§ GIVEN PASSAGE:
Choose one of the following methods to populate the property:
  • - Type the JSON statement. Use the following format:
  • {
    "core-site" : {
    "<sample_property_key1>":
    "<sample_property_val1>",
    "<sample_property_key2>":
    "<sample_property_val2>"
    },
    "tags": {
    "<tag_key>": "<tag_val>"
    },
    "scriptActions": [
    {
    "name": "setenvironmentvariable",
    "uri": "scriptActionUri",
    "parameters": "headnode"
    }
    ]
    }
  • - Provide a path to a file that contains a JSON statement. Format:
  • file://<path_to_bootstrap_file>

Configure the Create Cluster Task to Run Mappings on the Blaze Engine

If you want to use the Blaze engine to run mappings on the cloud platform cluster, you must set cluster configuration properties in the Software Setting property of the Create Cluster task.
Configure the Create Cluster task to set configuration properties in *-site.xml files on the cluster. Hadoop clusters run based on these settings.

§ DATASET RECORDS:
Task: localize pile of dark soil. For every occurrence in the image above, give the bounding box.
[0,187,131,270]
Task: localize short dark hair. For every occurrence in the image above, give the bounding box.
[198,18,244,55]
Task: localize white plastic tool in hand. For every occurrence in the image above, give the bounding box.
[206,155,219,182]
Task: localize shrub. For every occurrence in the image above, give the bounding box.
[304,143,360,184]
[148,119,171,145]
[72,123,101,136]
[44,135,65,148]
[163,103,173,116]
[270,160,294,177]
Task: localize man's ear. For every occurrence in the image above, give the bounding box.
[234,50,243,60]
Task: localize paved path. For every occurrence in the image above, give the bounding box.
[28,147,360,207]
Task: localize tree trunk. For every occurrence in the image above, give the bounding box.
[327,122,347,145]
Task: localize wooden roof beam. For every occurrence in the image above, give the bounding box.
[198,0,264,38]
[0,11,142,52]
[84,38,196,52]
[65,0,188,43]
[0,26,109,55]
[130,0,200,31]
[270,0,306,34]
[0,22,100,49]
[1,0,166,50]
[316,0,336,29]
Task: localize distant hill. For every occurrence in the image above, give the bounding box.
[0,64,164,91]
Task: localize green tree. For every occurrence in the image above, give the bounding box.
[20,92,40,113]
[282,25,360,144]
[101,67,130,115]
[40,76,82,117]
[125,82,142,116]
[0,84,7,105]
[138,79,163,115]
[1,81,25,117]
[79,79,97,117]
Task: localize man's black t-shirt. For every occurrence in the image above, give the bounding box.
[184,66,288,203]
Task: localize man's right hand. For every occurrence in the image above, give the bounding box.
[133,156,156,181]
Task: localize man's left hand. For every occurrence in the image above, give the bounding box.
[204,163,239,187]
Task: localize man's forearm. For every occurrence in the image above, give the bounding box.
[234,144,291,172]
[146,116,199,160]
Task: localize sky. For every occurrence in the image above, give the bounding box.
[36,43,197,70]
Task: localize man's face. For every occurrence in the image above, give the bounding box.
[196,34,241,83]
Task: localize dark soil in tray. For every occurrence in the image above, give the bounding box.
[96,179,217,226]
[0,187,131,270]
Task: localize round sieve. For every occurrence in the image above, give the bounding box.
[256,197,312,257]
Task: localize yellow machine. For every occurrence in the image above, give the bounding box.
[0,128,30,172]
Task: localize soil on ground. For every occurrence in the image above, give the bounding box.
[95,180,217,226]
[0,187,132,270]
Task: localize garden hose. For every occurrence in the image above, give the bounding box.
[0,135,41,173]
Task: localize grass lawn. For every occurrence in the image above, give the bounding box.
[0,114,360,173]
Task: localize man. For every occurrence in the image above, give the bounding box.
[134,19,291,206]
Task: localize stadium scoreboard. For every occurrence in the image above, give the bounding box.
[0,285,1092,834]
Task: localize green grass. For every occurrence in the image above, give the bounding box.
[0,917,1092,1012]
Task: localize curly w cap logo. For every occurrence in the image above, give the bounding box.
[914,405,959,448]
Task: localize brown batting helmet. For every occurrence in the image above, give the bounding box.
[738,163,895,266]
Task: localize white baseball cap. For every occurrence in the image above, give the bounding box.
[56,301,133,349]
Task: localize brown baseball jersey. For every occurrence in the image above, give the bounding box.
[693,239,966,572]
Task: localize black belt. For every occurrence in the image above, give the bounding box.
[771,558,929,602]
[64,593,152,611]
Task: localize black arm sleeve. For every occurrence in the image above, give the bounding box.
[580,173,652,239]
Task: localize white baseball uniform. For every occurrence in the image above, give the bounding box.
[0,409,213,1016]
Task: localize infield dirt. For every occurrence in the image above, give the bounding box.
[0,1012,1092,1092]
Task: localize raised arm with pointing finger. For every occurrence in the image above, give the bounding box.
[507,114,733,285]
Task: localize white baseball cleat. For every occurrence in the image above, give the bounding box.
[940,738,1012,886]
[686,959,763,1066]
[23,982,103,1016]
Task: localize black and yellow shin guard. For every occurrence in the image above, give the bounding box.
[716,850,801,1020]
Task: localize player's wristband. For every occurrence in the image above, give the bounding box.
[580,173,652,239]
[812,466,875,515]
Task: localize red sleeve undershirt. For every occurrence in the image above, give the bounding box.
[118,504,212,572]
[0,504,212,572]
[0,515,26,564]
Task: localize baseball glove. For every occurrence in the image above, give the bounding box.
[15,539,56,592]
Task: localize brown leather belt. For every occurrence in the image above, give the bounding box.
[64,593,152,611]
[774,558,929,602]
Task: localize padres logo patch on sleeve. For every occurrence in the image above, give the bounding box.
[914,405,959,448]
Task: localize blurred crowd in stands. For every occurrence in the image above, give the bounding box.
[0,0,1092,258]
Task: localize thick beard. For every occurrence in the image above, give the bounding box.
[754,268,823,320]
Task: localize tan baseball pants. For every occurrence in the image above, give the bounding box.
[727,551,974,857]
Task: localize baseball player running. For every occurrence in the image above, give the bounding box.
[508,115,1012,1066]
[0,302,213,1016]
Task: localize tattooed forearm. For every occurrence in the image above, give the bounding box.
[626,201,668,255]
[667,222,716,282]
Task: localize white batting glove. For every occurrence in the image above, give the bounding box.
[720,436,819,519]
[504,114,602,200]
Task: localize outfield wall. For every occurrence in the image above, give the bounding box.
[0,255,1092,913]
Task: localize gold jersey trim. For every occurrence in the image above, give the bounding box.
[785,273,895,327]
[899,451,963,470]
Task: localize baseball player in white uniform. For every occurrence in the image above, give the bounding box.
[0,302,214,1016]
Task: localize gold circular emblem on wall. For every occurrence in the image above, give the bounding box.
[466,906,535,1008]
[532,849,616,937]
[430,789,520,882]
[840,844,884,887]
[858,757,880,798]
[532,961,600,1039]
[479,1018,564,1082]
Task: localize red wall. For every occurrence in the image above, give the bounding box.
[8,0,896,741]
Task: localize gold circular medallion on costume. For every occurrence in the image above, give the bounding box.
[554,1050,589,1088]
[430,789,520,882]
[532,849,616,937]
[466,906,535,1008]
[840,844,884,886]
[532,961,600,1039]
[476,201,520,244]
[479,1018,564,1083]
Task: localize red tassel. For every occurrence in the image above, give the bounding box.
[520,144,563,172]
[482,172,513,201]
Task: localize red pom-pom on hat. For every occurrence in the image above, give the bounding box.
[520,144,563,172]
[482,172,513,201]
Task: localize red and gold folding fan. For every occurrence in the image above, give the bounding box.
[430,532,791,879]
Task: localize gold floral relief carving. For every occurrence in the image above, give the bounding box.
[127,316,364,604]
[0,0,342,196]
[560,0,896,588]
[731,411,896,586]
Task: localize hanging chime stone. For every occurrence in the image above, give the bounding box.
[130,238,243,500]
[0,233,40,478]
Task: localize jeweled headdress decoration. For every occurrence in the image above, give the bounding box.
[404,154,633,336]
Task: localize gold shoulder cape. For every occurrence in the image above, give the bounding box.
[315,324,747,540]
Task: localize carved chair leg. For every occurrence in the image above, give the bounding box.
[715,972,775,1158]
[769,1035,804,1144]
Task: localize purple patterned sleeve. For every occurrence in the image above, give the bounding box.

§ GIVEN REQUEST:
Answer these questions from the cluster configuration text.
1. In the JSON format, what value is given for "name" under "scriptActions"?
2. What prefix comes before the path when you supply a file that contains a JSON statement?
3. To run mappings on the Blaze engine, in which property of the Create Cluster task must cluster configuration properties be set?

§ COMPLETE ANSWER:
1. setenvironmentvariable
2. file://
3. The Software Setting property